> [Records provided]

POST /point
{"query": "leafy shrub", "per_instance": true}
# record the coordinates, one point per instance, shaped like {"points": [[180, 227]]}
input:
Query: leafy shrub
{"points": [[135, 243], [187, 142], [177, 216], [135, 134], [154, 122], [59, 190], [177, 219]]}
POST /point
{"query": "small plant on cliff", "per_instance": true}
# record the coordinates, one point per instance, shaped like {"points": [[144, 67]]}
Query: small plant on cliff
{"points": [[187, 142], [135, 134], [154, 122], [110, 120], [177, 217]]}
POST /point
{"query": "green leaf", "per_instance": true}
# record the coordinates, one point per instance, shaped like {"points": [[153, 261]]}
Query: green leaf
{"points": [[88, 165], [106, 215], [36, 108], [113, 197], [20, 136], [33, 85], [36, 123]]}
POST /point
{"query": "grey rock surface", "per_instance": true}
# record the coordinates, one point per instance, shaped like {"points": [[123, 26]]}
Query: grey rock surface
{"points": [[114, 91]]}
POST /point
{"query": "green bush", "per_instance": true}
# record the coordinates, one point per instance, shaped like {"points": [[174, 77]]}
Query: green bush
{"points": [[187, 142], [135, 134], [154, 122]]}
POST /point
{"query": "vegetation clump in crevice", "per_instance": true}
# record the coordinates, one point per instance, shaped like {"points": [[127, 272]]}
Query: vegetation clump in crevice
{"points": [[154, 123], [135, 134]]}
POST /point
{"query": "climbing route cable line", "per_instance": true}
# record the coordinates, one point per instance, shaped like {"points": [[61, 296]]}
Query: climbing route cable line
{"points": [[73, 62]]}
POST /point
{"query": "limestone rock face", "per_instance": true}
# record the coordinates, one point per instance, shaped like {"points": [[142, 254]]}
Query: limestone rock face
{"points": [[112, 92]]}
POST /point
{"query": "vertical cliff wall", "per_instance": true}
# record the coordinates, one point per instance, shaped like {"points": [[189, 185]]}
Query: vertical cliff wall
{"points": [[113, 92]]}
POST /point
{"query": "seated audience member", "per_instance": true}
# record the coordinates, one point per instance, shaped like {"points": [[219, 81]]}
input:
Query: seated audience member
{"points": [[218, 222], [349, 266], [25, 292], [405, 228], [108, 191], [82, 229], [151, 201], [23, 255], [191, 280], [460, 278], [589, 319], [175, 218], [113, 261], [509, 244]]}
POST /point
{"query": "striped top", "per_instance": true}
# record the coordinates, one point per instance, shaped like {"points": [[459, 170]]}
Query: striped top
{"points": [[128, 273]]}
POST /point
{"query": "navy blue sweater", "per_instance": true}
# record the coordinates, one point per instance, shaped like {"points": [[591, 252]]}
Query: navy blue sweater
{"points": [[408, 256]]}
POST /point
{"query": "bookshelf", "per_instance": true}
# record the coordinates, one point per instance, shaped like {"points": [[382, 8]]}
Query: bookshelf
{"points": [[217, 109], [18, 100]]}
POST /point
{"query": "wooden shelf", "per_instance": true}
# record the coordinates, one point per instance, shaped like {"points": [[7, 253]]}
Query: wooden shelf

> [Work to complete]
Lines above with "wooden" in them are the ones to copy.

> [Answer to this problem]
{"query": "wooden shelf", "per_instance": true}
Query: wooden shelf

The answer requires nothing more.